Please reproduce, exactly and with nothing added, the line containing "e.g. [[775, 335]]" and every line after it to the end of the records.

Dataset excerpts
##############################
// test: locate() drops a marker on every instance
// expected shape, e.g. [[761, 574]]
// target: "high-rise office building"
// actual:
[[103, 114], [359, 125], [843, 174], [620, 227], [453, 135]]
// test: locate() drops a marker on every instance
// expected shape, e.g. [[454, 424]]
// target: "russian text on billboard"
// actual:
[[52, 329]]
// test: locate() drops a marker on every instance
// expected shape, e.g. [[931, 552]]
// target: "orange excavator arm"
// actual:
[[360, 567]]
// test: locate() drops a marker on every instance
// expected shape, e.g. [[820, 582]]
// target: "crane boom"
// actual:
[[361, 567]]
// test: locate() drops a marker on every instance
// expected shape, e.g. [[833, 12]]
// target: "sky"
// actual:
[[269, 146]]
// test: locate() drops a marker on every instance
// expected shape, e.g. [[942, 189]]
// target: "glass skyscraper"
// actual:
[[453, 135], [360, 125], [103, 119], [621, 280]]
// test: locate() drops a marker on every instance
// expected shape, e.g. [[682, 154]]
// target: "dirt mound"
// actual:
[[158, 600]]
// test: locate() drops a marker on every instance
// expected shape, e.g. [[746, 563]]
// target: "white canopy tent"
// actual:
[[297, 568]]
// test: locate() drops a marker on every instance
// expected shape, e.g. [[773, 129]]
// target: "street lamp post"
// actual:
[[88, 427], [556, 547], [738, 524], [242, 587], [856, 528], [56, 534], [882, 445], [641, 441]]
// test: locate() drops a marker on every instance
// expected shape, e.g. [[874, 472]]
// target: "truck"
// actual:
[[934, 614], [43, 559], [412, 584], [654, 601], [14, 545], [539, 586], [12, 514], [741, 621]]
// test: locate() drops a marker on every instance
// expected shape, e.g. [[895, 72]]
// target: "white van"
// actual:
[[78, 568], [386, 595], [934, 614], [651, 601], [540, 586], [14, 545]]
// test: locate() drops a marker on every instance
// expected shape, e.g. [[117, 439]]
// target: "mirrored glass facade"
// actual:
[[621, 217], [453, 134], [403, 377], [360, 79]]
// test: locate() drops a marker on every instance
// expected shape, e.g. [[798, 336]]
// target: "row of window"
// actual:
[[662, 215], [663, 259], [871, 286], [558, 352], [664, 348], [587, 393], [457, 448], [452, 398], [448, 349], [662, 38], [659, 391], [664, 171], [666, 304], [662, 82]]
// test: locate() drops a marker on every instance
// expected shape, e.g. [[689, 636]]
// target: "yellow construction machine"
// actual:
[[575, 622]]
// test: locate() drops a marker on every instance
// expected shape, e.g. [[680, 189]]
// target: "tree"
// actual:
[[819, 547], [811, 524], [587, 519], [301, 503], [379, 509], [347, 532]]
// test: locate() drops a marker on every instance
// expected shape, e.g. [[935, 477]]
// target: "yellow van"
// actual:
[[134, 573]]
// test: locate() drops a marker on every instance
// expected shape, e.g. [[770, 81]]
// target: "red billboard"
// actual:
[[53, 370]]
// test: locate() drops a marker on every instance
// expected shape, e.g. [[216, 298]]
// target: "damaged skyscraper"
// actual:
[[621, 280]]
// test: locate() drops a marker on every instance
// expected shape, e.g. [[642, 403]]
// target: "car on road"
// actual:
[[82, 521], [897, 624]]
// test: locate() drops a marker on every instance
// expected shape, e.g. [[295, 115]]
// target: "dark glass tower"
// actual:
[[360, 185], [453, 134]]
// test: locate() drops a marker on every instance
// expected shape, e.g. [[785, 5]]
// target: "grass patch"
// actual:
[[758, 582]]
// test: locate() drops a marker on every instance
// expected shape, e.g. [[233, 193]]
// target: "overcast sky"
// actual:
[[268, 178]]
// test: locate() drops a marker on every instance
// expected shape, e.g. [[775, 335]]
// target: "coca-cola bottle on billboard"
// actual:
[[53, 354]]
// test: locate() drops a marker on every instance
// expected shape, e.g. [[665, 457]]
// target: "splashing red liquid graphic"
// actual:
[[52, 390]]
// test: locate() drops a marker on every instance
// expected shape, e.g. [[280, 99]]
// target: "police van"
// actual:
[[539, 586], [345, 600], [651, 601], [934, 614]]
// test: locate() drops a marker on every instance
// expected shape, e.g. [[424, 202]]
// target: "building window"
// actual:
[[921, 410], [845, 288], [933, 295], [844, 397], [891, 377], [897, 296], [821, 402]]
##############################
_EXERCISE RESPONSE:_
// expected shape, e.g. [[775, 335]]
// target: "coca-cola bottle on billboard"
// actual:
[[53, 354]]
// test: locate() drops a marker on every instance
// expected shape, e.g. [[665, 457]]
// target: "splashing red liquid graphic"
// actual:
[[52, 390]]
// test: locate() drops a marker on every instance
// expected shape, e.g. [[280, 99]]
// target: "police van"
// actual:
[[539, 586], [345, 600], [651, 601], [934, 614]]
// test: locate() drops a marker on every instance
// expected shape, e.g. [[424, 202]]
// target: "building window"
// actual:
[[921, 410], [845, 288], [933, 295], [844, 397], [891, 377], [897, 296], [821, 402]]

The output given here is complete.